• _Required work_:
Give back each item below word for word, but leave out the pictures.
### Input rows ###
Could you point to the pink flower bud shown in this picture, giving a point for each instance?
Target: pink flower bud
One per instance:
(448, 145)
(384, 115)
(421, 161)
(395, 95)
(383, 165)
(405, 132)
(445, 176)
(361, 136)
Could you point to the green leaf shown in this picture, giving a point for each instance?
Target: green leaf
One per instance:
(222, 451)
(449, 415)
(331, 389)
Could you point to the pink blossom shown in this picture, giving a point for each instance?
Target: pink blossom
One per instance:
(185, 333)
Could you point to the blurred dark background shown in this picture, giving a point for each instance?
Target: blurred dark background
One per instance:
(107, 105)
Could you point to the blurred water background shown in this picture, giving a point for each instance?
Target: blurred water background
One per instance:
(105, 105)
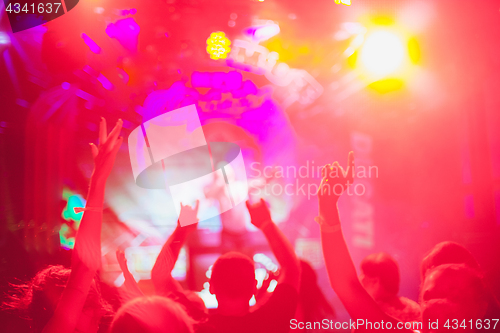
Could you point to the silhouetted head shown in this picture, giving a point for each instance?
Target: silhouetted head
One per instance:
(380, 275)
(233, 277)
(447, 253)
(153, 314)
(452, 291)
(38, 300)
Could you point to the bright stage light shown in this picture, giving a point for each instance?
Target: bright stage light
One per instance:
(4, 38)
(382, 53)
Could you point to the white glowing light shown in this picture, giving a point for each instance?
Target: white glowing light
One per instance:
(382, 53)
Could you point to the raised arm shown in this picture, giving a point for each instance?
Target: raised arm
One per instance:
(161, 274)
(341, 271)
(281, 247)
(86, 258)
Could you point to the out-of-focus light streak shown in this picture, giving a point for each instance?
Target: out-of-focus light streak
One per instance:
(343, 2)
(300, 86)
(262, 33)
(218, 45)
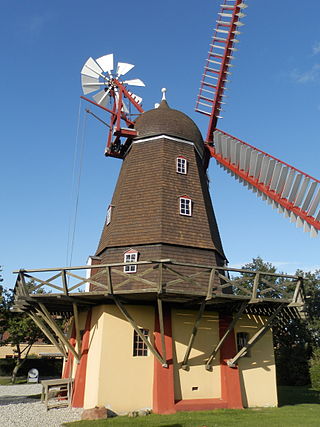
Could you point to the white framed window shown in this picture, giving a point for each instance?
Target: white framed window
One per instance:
(130, 256)
(242, 341)
(109, 213)
(181, 165)
(185, 206)
(139, 347)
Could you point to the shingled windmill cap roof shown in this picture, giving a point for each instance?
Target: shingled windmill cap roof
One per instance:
(167, 121)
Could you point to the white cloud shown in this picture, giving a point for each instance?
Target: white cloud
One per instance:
(311, 75)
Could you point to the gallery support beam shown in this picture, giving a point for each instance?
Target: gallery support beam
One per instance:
(47, 333)
(44, 313)
(127, 316)
(236, 317)
(193, 335)
(256, 337)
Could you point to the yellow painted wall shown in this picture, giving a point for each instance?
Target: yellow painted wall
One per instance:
(115, 378)
(257, 372)
(208, 383)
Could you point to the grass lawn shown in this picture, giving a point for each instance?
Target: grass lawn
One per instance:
(299, 407)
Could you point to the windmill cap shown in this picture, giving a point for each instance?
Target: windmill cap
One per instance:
(167, 121)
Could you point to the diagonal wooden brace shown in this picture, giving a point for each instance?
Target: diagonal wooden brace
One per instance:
(228, 331)
(256, 337)
(193, 335)
(47, 333)
(48, 318)
(137, 329)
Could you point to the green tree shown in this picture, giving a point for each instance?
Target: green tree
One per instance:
(18, 330)
(295, 340)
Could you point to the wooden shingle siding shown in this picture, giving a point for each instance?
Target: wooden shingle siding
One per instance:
(146, 205)
(146, 200)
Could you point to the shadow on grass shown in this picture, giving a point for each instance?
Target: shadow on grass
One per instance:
(297, 395)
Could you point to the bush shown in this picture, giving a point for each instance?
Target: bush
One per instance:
(315, 369)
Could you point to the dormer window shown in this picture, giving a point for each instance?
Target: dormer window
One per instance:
(130, 256)
(181, 165)
(109, 212)
(185, 206)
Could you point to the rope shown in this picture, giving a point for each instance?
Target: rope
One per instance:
(76, 180)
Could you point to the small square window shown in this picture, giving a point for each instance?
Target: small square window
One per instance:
(130, 256)
(181, 165)
(185, 206)
(109, 211)
(139, 347)
(242, 341)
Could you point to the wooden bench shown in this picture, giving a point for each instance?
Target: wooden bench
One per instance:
(56, 393)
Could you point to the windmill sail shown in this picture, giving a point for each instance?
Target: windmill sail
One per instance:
(216, 71)
(294, 193)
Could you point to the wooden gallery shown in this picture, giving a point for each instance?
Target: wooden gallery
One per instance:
(163, 323)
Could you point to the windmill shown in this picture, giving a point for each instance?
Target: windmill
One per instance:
(294, 193)
(164, 323)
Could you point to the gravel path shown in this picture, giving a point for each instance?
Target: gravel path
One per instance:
(18, 410)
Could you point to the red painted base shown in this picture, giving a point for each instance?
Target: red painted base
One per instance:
(200, 405)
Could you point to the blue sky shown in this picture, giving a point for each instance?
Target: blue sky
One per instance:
(273, 104)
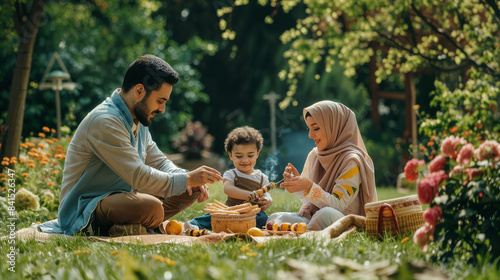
###
• _Task answer_:
Could you point to the pink flower bud shown in this picture, giving a point for each instance?
Target: pink flower bud
One per instance:
(448, 145)
(384, 115)
(421, 161)
(395, 95)
(383, 165)
(405, 132)
(445, 176)
(361, 136)
Could you point to the green leaf shown in this picture, giving a point for each instance?
Target: green leaf
One per instance:
(222, 451)
(449, 415)
(331, 389)
Could you point to the pink blossom shown in this picture, giving a point for each instance?
Target: pink blossom
One per instance:
(185, 333)
Could you point to the blurred dark background shown in this picture, giving a point for each instance?
Target: blurred dark background
One per instance:
(107, 105)
Could you point to the blurred water background shown in this picture, giving a point for each instance?
Target: blurred water background
One per instance:
(105, 105)
Could you point to the silhouetted head shown in this picture, giving a point for each instance?
Target: silhouetted head
One per instance:
(380, 275)
(233, 277)
(447, 253)
(153, 314)
(452, 291)
(38, 300)
Could you point to the bright stage light shown in this picture, giving a point for each instance?
Target: bright stage light
One per instance:
(4, 38)
(382, 53)
Could you point to the white glowing light shown in this picture, giving a point for each instance?
Target: white glowing light
One per instance:
(382, 53)
Could you point to the raised arm shown in this picture, giving a point for each instance?
Target: raised arm
One per instance:
(161, 274)
(341, 271)
(281, 247)
(86, 258)
Could you point to the out-of-focus light streak shown in this picture, giving a point for each instance?
Target: out-of-focus light streak
One per instance:
(343, 2)
(300, 86)
(262, 33)
(218, 45)
Could you point to the white framed window shown in this picture, giving a point for each instance?
Target: white framed window
One per instance:
(130, 256)
(242, 341)
(109, 213)
(181, 165)
(185, 206)
(139, 347)
Could you point to the shingled windmill cap roof shown in this picture, giving a point for each instance?
Target: shingled windmill cap roof
One per instance:
(167, 121)
Could you point to the white cloud shown in this picture, giving a point for each instance?
Target: white cloud
One per instance:
(311, 75)
Could you point to the gallery support beam shown in this picture, giving a point for each instance?
Target: gallery support beam
One per instance:
(47, 333)
(44, 313)
(127, 316)
(236, 317)
(193, 335)
(256, 337)
Could you point to the yellow painted wall shown in this picture, giving a point for each instance?
Target: yellow painted wall
One per instance:
(115, 378)
(257, 372)
(208, 383)
Could you point to the grass lawn shown in this picture, giving a point for each instance?
Target: grass lawn
One per instance:
(299, 407)
Could you point to the windmill cap shown in this picture, giving a point for each instance?
Target: windmill cap
One per instance:
(167, 121)
Could you point to the diagonal wooden brace shown in this picture, giving a point for each instance?
Target: diagonal wooden brace
One per instance:
(228, 331)
(256, 337)
(193, 335)
(47, 333)
(48, 318)
(137, 329)
Could you point to the green tree shown in this picture, giving a point for each instance?
Target: green tree
One per instance:
(18, 330)
(295, 340)
Could you point to the wooden shingle siding shown in this picture, giving a point for each instance?
Target: wooden shingle siding
One per instance:
(146, 205)
(146, 200)
Could you point to the shadow on grass shown in this picture, giving a point for each instance?
Target: shadow on grass
One per instance:
(297, 395)
Could you point to the bush shown in this picture, giving a point for each instance?
Target: bush
One per instance:
(315, 369)
Could you point to the dormer window shown in this picture, giving a point for each instance?
Target: dormer window
One per instance:
(130, 256)
(181, 165)
(109, 212)
(185, 206)
Could you point to the rope shown in this picture, giving a point for each instance?
Target: rope
One per instance:
(76, 180)
Could you point to the small square window shown in this picture, giving a point for each instance?
Target: small square window
One per instance:
(130, 256)
(181, 165)
(185, 206)
(109, 211)
(139, 347)
(242, 341)
Could you point to the wooden bench shown in this picture, giving a point for each instance?
Target: wooden bench
One per instance:
(56, 393)
Could you point to the windmill sail shown in this picture, giving a point for each instance?
Target: windmill sail
One per instance:
(216, 71)
(294, 193)
Could you point to the wooden gallery shown in this picture, giving a point for each instance?
Target: wooden gallery
One per instance:
(163, 323)
Could you point to the windmill shown in this picture, giving a point for each instance?
Target: windmill
One per instance:
(294, 193)
(164, 323)
Could you point to the gravel path shown in this picture, giving a point for each instance?
Target: gravel path
One per instance:
(18, 410)
Could you point to the red painted base shown in this picture, giving a point for each instance?
Target: red painted base
One per instance:
(200, 405)
Could you point to the blue sky shown in this picture, giving a point for each instance?
Target: blue sky
One per instance:
(273, 104)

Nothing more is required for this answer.